═════ Material for this exercise
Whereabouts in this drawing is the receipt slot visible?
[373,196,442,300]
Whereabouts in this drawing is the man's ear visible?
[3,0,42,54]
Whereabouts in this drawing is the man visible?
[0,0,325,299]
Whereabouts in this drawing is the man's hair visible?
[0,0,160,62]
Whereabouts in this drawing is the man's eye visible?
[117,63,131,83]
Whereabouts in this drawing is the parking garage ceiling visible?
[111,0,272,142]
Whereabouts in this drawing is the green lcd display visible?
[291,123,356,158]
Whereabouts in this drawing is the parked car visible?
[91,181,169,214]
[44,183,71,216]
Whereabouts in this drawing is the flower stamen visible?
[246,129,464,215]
══════════
═════ Material for this exercise
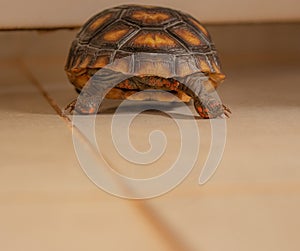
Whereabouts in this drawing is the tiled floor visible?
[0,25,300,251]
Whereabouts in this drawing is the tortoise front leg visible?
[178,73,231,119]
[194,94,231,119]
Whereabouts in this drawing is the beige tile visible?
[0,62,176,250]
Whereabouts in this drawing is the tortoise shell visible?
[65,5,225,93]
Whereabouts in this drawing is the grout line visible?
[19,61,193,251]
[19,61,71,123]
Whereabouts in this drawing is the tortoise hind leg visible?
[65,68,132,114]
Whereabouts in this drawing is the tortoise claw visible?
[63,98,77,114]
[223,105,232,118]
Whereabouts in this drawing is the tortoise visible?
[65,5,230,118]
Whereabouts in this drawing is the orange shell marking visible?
══════════
#### [What the task asks]
Edit the data starting at the line containing "Whereabouts in this drawing is the receipt" and ending after the line containing "[44,183,71,216]": replace "parked car" with "parked van" and keep everything else the same. Return only those lines.

#### [Task answer]
Whereabouts in this drawing is the receipt slot visible?
[373,196,442,300]
Whereabouts in this drawing is the man's ear visible?
[3,0,42,54]
Whereabouts in this drawing is the man visible?
[0,0,325,299]
Whereabouts in this drawing is the man's hair visible?
[0,0,160,62]
Whereabouts in this drawing is the man's eye visible?
[117,63,131,83]
Whereabouts in this drawing is the parking garage ceiling visible?
[111,0,272,142]
Whereabouts in this drawing is the green lcd display visible?
[291,123,356,158]
Whereabouts in this drawing is the parked van visible?
[91,181,169,214]
[44,183,71,216]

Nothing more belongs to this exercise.